Exercise aim –
Nothing before the line containing "the blue cooler" should appear; please restate that line and every later line word for word through the end of the listing.

Task material –
- Opening Delimiter -
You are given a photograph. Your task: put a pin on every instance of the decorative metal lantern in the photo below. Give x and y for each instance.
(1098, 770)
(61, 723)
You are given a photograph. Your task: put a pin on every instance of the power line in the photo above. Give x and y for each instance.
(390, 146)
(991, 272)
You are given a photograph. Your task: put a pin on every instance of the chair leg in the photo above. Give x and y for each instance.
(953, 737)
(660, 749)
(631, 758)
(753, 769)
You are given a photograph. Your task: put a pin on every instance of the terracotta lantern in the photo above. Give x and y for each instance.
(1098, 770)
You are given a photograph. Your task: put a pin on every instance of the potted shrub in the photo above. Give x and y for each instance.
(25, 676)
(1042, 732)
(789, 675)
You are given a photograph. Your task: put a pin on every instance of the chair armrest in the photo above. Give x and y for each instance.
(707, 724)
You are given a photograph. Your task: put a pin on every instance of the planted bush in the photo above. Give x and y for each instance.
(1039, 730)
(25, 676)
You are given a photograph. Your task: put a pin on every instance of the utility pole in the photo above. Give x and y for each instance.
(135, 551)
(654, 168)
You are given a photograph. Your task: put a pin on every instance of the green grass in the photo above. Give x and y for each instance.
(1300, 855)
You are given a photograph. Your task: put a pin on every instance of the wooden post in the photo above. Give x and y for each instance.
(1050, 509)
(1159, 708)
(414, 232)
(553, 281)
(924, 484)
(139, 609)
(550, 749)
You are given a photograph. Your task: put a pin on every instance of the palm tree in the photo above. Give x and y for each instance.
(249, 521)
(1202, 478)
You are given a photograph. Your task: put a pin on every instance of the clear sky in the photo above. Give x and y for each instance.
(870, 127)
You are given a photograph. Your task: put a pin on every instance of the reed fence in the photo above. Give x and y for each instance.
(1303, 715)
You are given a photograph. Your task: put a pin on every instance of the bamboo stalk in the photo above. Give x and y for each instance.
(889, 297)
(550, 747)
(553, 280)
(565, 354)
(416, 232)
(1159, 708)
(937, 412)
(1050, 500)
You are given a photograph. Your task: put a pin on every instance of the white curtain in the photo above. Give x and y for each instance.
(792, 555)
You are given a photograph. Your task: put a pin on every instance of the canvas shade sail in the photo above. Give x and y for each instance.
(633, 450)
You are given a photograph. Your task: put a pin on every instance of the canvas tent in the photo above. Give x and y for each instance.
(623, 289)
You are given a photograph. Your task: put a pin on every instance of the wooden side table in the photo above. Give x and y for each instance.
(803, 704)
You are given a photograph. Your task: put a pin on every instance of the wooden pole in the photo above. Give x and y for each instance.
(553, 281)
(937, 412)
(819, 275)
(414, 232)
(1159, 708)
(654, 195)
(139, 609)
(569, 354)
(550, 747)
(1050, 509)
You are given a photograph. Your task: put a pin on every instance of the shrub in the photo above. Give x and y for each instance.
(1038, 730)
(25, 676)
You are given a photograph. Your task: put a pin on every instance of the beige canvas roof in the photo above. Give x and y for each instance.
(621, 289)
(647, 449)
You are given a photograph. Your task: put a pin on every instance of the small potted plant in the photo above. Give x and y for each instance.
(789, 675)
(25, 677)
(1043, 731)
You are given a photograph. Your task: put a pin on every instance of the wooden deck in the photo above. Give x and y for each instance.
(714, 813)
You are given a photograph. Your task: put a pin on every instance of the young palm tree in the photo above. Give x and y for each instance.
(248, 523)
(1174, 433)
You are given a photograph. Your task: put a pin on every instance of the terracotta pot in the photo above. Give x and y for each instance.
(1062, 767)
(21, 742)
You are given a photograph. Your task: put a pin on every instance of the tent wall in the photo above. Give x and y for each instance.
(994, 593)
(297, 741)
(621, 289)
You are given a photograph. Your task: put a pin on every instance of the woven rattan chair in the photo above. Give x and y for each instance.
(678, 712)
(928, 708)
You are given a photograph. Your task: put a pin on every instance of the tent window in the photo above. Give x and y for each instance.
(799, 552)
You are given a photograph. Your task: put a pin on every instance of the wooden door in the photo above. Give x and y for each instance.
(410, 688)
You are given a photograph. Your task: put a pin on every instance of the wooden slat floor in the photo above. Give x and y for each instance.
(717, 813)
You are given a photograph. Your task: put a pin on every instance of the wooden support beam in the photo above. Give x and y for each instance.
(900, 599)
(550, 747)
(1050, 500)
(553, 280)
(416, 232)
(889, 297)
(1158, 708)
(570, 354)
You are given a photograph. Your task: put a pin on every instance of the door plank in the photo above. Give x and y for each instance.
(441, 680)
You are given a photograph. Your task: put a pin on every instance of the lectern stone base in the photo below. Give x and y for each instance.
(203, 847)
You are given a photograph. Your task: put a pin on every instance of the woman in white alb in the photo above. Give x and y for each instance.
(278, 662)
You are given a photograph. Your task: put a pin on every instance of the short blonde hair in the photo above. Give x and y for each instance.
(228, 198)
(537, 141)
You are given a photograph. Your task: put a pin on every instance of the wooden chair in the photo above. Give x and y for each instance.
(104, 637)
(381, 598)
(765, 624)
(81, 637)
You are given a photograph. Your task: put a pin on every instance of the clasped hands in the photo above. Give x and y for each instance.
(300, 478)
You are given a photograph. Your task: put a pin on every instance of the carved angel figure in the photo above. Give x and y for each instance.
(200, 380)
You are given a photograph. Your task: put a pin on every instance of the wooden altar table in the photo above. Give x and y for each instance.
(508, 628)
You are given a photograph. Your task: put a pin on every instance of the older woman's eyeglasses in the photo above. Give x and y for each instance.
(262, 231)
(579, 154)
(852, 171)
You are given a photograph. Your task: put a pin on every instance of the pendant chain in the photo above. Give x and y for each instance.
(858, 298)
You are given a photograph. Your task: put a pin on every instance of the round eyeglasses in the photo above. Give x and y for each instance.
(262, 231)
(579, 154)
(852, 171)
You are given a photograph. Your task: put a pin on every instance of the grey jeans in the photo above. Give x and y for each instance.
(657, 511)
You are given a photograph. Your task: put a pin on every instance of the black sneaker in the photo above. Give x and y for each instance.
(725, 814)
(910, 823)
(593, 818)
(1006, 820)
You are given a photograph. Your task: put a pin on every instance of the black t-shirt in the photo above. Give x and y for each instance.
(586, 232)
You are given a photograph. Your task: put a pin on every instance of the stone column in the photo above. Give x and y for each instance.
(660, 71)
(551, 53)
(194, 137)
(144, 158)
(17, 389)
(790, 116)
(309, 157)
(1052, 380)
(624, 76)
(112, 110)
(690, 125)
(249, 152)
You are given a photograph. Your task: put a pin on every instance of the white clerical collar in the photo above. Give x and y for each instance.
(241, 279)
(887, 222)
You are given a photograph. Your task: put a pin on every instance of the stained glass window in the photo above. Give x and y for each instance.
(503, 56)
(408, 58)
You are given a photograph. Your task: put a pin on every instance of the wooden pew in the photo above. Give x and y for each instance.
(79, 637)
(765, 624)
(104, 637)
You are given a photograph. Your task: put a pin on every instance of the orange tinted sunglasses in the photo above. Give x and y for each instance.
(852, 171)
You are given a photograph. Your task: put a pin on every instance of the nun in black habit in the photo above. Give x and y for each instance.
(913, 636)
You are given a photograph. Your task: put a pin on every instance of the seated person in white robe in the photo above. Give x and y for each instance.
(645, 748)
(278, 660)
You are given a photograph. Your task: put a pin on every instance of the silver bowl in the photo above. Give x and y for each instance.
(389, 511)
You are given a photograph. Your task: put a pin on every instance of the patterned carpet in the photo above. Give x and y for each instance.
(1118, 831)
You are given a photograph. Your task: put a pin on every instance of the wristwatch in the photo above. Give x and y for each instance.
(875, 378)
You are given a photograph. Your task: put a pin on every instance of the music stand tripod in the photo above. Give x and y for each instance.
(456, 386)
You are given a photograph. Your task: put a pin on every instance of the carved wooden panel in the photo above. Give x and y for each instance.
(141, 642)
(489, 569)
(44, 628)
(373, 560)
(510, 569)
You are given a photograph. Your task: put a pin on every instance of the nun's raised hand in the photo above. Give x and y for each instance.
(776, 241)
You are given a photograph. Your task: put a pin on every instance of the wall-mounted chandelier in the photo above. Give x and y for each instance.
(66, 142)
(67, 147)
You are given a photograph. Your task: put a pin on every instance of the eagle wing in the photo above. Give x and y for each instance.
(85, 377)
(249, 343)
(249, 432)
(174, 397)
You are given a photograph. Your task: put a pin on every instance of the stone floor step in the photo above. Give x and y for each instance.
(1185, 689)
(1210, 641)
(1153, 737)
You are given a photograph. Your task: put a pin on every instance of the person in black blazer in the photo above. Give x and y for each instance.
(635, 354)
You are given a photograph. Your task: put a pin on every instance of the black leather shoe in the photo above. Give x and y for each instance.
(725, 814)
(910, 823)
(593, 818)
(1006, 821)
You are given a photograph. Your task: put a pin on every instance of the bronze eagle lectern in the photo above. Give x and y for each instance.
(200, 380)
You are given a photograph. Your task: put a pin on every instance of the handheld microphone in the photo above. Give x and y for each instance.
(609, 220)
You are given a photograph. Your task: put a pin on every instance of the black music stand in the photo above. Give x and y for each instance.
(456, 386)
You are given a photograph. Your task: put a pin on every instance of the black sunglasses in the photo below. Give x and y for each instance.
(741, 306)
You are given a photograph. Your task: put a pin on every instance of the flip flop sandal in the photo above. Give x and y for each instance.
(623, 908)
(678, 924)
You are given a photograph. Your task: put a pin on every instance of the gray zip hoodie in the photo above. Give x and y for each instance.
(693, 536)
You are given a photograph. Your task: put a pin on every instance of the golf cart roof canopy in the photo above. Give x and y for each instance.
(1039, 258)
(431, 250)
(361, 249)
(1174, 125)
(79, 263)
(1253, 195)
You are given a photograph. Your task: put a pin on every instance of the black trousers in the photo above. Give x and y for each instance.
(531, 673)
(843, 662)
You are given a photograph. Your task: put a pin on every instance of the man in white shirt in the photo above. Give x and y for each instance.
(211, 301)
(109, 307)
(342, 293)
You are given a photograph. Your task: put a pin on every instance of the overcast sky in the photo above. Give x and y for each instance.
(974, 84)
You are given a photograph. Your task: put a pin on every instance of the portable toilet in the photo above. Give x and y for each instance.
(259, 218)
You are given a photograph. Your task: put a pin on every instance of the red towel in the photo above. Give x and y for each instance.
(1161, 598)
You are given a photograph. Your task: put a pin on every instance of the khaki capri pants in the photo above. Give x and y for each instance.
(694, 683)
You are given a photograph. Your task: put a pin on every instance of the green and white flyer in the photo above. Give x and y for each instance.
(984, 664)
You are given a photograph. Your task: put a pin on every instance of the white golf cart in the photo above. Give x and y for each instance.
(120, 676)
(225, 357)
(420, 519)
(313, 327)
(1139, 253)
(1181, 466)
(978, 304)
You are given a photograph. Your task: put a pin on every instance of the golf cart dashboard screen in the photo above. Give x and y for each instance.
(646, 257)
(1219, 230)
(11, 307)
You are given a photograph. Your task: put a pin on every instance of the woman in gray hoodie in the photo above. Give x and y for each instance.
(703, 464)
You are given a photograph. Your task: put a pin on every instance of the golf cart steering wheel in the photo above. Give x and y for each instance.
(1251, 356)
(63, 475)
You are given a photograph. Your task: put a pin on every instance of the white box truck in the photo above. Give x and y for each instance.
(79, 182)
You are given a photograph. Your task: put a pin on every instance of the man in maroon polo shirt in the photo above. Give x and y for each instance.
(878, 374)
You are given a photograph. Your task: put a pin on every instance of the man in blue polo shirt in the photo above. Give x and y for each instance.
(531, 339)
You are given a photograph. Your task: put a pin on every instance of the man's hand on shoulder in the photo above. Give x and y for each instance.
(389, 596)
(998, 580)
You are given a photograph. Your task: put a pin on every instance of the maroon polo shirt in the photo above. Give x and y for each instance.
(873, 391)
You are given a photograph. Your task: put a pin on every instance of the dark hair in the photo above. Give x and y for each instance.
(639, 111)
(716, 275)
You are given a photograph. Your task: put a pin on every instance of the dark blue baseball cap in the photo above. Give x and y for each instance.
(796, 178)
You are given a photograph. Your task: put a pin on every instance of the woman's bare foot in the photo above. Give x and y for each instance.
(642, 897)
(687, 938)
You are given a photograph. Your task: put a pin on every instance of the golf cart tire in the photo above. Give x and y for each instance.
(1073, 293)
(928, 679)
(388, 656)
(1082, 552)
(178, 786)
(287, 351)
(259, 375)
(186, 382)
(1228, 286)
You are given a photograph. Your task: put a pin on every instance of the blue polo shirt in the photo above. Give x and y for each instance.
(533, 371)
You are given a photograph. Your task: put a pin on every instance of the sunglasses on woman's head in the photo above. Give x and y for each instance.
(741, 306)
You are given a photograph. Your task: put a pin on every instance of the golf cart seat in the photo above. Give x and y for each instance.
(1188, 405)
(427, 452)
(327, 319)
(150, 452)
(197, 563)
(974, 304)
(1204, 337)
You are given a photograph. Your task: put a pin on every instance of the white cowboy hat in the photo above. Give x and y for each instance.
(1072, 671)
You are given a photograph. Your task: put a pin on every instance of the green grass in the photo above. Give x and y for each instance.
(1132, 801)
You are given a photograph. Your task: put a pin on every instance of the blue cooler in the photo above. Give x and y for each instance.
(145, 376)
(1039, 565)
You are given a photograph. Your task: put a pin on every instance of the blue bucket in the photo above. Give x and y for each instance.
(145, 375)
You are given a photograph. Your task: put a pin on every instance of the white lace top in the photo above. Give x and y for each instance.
- Closing Delimiter -
Reply to the exercise –
You are given a photograph. Your task: put a pin on every instance of the blue cooler in the photo above. Give x and y for each instance.
(145, 376)
(1039, 565)
You are given a photograph. Your task: put a pin on every instance of the blue bucket in the photo above. Give x and y for each instance.
(145, 375)
You are given a photograph. Your task: put a pin on every instance of the white lace top in the photo above. Give x and y for each instance.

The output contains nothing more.